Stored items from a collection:
════════════════
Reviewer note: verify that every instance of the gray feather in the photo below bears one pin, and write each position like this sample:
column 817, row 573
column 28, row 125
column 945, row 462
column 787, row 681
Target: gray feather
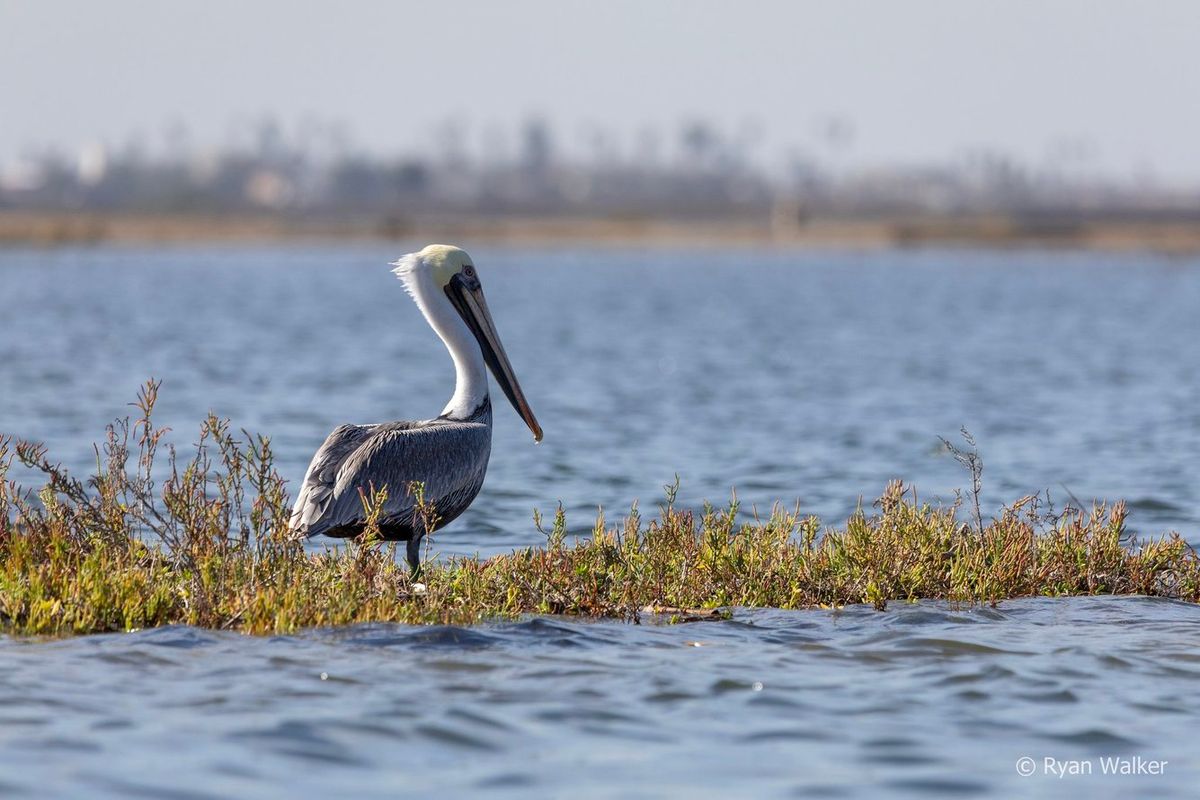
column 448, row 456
════════════════
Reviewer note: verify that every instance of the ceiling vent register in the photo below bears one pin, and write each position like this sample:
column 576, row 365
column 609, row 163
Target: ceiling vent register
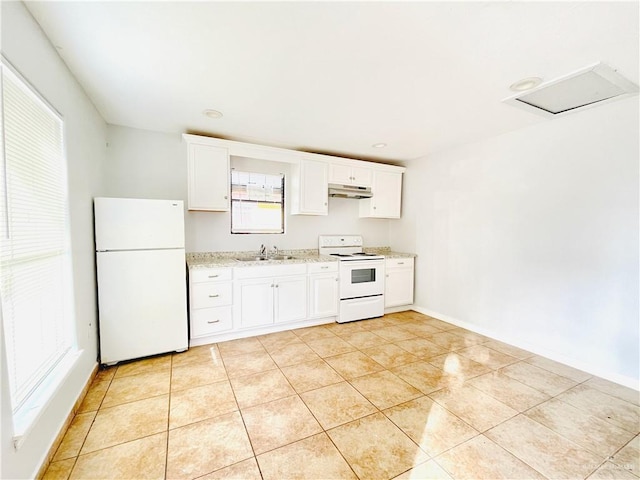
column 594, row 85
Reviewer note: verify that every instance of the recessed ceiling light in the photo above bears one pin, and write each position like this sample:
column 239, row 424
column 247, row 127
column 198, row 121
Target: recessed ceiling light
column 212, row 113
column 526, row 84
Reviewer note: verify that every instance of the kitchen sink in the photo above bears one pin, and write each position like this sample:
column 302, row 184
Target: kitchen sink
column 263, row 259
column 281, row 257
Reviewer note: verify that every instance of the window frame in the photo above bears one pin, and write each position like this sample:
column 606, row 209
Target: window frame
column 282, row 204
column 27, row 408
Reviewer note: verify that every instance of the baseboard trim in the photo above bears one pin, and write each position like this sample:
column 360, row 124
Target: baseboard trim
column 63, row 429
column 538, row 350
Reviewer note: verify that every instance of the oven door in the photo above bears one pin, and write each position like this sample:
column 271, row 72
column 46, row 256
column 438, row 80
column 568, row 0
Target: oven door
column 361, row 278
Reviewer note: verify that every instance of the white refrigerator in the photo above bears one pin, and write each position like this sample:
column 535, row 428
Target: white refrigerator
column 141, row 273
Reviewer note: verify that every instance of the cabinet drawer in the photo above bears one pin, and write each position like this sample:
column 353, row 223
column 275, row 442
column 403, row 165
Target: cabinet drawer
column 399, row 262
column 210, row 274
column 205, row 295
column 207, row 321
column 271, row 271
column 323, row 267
════════════════
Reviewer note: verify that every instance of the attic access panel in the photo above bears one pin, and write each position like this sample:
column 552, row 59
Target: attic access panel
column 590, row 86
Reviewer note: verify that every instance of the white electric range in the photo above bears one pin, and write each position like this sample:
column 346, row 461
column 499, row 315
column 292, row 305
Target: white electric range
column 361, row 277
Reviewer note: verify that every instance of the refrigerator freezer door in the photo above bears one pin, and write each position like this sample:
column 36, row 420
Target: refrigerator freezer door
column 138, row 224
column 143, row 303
════════════════
Begin at the line that has "Reviewer note: verify that every instance of the gray" and stop after the line that has "column 448, row 456", and write those lines again with "gray feather" replaced by "white feather" and nothing else changed. Leave the pictures out of your answer.

Reviewer note: verify that every instance of the white feather in the photo below bears one pin, and write each position like this sample:
column 817, row 573
column 28, row 125
column 945, row 462
column 787, row 681
Target: white feather
column 448, row 456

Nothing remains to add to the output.